Complete the following:
A. Quote the passage on Bartolo Longo verbatim, everything from "With the financial" down to "was beatified 1980.".
B. According to the passage on Bartolo Longo, who gave financial support for building the Basilica of Our Lady of the Most Holy Rosary in Pompeii?

Source passage:
--------------------
Today, October 19, Pope Leo XIV will canonize Bartolo Longo. He was born in 1841 to a devout Catholic family near Brindisi, Italy. A brilliant, but mischievous kid, Bartolo began to lose his way at the age of ten after his mother died. His adolescence was a time of great upheaval in Italy. By the time Bartolo entered law school at Naples, many of his professors were preaching nationalist venom against the Church. He was quickly caught up in their fervor. “I, too, grew to hate monks, priests and the Pope,” he wrote. He became involved in the occult which led him into outright Satanism. Consecrated a satanic priest he promised his soul to the devil. For the next year, he presided over satanic services and to preach more boldly against God and the Church. His distraught family turned to Vincenzo Pepe, a Catholic professor for help. Pepe eventually convinced Bartolo to see a Dominican priest, Fr. Alberto, who after three weeks received him back into the Church. Pepe surrounded Bartolo with faithful Catholics. Each day for two years, as a voluntarily imposed penance, Bartolo worked in a Hospital for Incurables. He became a lay Dominican and made a promise of celibacy to serve God. He would return to his Satanist hangouts, holding up the Rosary and publicly renouncing his former ways. Still Bartolo could not see how God could ever forgive him.
One day, while in Pompei for legal affairs of a client, Countess Mariana di Fusco, he saw the people’s dire poverty, ignorance, moral vice, and dependence on witchcraft. God helped him to see both how he could be saved and how he could spend his life saving others. He heard Fr. Alberto repeating the words of the Virgin Mary: ‘One who propagates my Rosary shall be saved.’ Falling to his knees he exclaimed: ‘If your words are true…I shall not leave this earth without propagating your Rosary.'” He spent the rest of his life, beginning in Pompeii, promoting the Rosary.
With the financial support of the Countess, he built Pompeii’s famous Basilica of Our Lady of the Most Holy Rosary, founded elementary schools and orphanages, technical schools to give the children of convicted criminals the chance of a better life. He wrote books and prayer manuals. It was from Bartolo’s writings that Pope St. John Paul II found the idea of luminous mysteries of the Rosary. He died in 1926 at Pompeii and was beatified 1980.
--------------------
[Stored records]
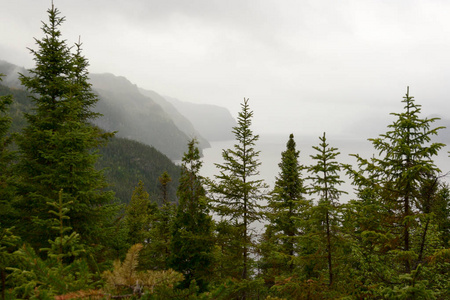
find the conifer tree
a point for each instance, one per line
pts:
(286, 206)
(58, 145)
(157, 250)
(325, 182)
(192, 241)
(139, 215)
(6, 158)
(237, 189)
(404, 180)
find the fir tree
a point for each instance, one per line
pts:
(286, 206)
(192, 243)
(6, 159)
(325, 182)
(403, 179)
(237, 190)
(139, 215)
(58, 145)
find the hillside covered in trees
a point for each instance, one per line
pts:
(63, 235)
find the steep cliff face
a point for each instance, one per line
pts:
(213, 122)
(135, 116)
(145, 116)
(179, 119)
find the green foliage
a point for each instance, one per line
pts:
(394, 227)
(157, 248)
(237, 193)
(126, 162)
(58, 144)
(285, 206)
(192, 240)
(325, 180)
(139, 215)
(6, 159)
(126, 279)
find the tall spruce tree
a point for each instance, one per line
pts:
(58, 145)
(192, 240)
(325, 181)
(403, 179)
(285, 207)
(139, 215)
(237, 190)
(6, 159)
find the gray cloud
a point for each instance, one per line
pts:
(312, 65)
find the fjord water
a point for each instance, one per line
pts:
(271, 146)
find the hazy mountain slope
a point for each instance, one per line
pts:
(136, 116)
(180, 120)
(213, 122)
(125, 161)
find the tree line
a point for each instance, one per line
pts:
(63, 236)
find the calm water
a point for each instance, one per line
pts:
(271, 147)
--------------------
Written answers:
A.
With the financial support of the Countess, he built Pompeii’s famous Basilica of Our Lady of the Most Holy Rosary, founded elementary schools and orphanages, technical schools to give the children of convicted criminals the chance of a better life. He wrote books and prayer manuals. It was from Bartolo’s writings that Pope St. John Paul II found the idea of luminous mysteries of the Rosary. He died in 1926 at Pompeii and was beatified 1980.

B. Countess Mariana di Fusco.